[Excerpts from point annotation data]
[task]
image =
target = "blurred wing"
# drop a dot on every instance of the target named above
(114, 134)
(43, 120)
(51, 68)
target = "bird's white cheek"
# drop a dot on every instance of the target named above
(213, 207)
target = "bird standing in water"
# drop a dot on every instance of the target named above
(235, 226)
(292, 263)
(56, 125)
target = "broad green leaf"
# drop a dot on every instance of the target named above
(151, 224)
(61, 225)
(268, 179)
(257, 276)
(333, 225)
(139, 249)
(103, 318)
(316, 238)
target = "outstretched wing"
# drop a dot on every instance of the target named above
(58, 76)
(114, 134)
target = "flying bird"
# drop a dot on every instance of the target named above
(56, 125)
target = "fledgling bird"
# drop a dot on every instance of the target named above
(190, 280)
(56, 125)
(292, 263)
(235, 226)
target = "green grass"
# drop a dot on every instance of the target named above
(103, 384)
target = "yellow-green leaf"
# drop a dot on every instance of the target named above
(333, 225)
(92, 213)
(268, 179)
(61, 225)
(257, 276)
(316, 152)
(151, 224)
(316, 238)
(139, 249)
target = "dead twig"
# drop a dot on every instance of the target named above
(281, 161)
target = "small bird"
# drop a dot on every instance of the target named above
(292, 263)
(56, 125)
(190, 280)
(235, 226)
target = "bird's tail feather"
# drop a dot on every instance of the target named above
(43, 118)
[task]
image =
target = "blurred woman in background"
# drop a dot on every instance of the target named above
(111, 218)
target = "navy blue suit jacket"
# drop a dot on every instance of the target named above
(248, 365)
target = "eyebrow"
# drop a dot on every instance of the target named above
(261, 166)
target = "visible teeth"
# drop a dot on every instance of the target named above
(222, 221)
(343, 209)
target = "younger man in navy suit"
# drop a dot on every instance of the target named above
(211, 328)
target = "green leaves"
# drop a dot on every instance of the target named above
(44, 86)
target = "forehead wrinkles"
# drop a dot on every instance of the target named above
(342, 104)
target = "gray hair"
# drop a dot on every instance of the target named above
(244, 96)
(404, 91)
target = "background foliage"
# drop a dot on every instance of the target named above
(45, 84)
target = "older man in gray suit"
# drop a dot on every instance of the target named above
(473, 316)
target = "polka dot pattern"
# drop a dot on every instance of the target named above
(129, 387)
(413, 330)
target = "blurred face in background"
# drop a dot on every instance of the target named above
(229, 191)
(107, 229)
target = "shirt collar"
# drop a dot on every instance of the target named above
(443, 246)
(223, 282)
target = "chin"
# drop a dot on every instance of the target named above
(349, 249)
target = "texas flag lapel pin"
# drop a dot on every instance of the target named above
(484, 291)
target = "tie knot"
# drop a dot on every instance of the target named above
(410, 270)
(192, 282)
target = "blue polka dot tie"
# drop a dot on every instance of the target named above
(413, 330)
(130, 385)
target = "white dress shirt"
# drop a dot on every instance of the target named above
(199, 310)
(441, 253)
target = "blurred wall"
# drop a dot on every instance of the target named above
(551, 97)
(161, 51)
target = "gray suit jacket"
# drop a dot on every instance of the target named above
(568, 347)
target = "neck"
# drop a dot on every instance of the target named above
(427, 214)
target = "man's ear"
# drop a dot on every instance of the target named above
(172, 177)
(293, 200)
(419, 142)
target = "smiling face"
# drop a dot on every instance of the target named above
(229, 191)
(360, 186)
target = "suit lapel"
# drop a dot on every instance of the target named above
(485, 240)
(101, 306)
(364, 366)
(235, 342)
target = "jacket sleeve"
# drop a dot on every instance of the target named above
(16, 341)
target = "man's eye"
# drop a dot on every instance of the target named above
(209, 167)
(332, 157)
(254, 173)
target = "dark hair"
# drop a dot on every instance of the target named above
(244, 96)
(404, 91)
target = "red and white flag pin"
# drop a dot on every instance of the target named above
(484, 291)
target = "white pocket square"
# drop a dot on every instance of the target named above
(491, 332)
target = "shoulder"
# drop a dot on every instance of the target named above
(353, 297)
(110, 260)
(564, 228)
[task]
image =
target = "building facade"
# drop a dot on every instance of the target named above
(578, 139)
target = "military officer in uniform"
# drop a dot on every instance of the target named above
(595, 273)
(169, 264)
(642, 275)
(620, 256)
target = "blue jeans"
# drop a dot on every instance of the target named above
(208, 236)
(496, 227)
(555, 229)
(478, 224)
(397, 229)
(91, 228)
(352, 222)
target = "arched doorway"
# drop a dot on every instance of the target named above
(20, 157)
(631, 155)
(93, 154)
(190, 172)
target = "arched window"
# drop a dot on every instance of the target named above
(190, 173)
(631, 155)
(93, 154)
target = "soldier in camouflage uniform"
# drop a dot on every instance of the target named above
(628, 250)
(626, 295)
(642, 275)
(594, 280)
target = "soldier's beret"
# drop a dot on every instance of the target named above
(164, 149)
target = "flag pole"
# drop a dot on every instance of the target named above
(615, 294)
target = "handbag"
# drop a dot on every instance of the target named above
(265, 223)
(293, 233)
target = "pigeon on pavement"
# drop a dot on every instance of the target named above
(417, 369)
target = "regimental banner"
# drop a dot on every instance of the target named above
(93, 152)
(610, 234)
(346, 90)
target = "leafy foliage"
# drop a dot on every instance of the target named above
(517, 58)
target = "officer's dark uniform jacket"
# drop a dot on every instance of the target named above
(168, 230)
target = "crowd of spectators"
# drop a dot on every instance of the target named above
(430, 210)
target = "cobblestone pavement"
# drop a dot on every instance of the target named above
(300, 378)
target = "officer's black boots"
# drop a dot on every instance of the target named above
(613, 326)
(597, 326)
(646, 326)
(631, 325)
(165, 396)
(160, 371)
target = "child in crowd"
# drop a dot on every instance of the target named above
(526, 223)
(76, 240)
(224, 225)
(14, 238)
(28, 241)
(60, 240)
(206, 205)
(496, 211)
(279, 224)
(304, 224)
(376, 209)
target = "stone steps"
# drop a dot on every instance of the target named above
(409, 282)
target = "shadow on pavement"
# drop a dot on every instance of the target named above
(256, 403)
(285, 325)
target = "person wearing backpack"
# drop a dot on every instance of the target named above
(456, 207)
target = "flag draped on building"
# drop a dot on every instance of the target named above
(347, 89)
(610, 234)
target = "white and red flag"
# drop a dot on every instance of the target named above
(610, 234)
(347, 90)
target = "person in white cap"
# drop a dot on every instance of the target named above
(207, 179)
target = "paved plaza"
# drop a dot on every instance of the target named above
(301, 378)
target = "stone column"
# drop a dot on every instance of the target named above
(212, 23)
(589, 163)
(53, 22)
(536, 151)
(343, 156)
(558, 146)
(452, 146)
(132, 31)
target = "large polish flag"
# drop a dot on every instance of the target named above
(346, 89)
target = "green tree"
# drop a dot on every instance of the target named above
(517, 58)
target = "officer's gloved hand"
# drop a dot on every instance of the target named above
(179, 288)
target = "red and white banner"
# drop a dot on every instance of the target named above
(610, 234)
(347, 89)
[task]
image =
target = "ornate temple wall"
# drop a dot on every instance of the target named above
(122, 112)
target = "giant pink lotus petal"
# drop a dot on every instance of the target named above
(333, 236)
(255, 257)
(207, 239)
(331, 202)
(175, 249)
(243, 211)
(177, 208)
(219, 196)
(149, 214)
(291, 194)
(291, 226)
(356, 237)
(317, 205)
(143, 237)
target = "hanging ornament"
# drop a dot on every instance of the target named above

Task description — Which lines in the entries above contain the word "building"? List each of them.

Answer to this task —
target = "building facade"
target = "flag draped on building"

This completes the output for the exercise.